TASK OBJECTIVE: Reproduce exactly the lines from the line containing "Could you spot the lace" through the end of the records below, including both ends, and nothing else.

________________

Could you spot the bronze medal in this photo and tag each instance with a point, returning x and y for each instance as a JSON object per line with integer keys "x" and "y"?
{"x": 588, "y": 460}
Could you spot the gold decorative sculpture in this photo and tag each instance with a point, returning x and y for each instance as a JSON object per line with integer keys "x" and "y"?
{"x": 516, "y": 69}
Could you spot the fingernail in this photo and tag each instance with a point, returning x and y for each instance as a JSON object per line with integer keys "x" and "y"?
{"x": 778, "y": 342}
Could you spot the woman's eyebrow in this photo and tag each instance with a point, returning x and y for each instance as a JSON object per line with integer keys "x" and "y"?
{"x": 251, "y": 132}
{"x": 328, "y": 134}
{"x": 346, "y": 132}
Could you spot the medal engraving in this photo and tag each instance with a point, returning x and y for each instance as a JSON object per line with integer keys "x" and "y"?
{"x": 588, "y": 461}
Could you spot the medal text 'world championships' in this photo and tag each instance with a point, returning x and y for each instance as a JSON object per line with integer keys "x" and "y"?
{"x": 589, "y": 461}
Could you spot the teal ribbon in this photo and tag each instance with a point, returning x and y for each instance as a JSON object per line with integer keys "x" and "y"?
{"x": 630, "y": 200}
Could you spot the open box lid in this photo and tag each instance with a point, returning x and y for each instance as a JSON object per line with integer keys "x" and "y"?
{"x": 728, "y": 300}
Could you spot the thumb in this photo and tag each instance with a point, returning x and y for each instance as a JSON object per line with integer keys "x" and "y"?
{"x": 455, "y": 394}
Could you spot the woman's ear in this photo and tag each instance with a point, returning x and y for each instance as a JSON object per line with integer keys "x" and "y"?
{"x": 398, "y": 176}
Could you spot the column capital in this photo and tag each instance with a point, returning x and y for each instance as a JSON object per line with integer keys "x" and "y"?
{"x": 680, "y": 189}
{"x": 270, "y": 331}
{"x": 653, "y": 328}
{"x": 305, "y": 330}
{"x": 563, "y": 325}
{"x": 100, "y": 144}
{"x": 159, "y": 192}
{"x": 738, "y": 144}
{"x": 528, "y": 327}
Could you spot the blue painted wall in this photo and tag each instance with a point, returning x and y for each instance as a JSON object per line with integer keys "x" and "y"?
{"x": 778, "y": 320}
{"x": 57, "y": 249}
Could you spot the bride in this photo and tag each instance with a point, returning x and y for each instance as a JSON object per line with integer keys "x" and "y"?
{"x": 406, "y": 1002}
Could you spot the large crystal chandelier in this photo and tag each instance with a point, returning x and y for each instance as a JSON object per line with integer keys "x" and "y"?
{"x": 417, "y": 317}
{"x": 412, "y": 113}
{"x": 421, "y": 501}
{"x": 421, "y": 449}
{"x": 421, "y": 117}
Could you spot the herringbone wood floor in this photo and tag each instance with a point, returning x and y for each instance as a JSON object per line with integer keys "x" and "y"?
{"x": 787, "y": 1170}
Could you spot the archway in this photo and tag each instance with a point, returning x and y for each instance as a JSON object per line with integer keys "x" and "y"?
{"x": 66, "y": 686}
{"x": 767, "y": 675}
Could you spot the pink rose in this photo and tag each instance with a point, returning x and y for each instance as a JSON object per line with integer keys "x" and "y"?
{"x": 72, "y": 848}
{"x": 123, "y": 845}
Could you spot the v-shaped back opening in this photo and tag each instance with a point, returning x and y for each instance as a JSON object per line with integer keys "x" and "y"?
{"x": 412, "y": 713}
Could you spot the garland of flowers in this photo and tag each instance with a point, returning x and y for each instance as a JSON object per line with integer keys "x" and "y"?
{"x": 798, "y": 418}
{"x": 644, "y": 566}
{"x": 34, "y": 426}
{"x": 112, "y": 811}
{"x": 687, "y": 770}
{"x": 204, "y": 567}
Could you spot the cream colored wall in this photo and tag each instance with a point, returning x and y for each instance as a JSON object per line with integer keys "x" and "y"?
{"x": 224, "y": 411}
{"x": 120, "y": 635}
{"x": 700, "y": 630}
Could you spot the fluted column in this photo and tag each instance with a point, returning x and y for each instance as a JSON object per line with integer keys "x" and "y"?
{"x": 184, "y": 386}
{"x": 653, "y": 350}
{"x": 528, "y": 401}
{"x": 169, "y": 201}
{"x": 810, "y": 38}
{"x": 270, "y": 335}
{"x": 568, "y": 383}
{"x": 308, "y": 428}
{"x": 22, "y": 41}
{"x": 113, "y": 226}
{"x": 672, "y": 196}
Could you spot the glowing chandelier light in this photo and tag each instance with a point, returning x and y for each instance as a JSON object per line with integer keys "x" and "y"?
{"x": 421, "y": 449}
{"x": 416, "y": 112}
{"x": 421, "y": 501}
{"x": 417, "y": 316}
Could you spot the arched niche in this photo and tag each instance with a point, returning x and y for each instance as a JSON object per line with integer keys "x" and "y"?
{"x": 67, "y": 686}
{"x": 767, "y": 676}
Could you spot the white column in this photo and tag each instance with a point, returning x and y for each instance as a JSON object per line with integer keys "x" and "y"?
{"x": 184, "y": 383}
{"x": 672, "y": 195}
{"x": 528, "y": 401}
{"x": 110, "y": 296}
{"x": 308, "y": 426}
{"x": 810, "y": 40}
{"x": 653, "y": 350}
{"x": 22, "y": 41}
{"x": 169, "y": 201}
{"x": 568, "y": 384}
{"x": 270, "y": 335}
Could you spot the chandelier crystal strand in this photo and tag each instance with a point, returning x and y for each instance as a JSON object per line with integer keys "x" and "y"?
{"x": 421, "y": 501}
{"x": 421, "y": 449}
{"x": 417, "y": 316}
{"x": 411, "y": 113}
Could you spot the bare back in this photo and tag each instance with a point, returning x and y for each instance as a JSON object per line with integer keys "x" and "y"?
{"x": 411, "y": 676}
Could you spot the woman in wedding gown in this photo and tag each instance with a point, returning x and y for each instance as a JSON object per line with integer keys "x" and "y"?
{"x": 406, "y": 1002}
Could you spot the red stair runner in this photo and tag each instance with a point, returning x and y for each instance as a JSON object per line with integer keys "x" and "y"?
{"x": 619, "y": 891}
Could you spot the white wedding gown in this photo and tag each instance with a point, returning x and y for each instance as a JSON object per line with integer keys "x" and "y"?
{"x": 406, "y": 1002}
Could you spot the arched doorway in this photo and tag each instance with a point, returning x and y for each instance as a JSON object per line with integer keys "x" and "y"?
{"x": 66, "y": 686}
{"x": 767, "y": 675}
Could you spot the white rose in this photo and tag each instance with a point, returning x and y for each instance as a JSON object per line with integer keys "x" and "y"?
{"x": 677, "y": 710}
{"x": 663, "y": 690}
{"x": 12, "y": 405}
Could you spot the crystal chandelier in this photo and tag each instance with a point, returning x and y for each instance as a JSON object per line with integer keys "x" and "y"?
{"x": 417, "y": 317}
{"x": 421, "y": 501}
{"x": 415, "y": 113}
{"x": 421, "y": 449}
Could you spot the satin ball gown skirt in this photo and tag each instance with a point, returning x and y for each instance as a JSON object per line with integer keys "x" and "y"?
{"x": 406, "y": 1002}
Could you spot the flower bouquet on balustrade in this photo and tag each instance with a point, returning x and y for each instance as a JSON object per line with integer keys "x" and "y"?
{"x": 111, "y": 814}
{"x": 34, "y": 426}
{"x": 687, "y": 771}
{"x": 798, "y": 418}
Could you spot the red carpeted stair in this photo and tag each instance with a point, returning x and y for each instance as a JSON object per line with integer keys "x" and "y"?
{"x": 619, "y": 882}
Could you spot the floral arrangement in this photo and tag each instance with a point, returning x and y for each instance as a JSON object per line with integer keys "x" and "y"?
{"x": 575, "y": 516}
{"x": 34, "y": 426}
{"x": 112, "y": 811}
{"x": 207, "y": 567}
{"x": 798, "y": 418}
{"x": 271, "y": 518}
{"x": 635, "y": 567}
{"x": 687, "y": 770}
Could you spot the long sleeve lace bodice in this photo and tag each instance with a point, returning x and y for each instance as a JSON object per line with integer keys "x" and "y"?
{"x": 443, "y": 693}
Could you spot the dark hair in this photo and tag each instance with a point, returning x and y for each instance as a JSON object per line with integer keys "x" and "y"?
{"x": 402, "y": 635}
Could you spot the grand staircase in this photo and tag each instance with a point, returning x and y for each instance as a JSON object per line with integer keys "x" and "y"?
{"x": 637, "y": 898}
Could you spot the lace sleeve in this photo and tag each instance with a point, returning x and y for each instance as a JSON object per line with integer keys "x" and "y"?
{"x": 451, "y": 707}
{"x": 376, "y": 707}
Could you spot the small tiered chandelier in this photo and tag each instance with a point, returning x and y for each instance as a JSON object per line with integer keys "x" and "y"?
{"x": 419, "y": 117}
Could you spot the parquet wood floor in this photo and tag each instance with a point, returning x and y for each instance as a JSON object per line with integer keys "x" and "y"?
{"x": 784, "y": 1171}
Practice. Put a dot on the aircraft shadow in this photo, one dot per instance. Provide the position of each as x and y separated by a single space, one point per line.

________________

TASK OUTPUT:
Could you spot the lace sleeve in this photo and tag each instance with a point, returning x and y for each instance as a JSON object per line with integer keys "x" and "y"?
{"x": 451, "y": 707}
{"x": 376, "y": 707}
Could you spot the small tiered chandelier in this photo and tag each instance with a point, returning x and y for each instance as a JSON object per line with integer keys "x" and "y"?
{"x": 419, "y": 117}
Could you spot the parquet wood floor in this photo and tag each instance with a point, returning x and y for each instance as a JSON object per line with integer keys "x" and "y"?
{"x": 784, "y": 1171}
Practice. Put a dot on the aircraft shadow in this photo, one dot per instance. Provide the position of each as x and y separated by a single space, one point per line.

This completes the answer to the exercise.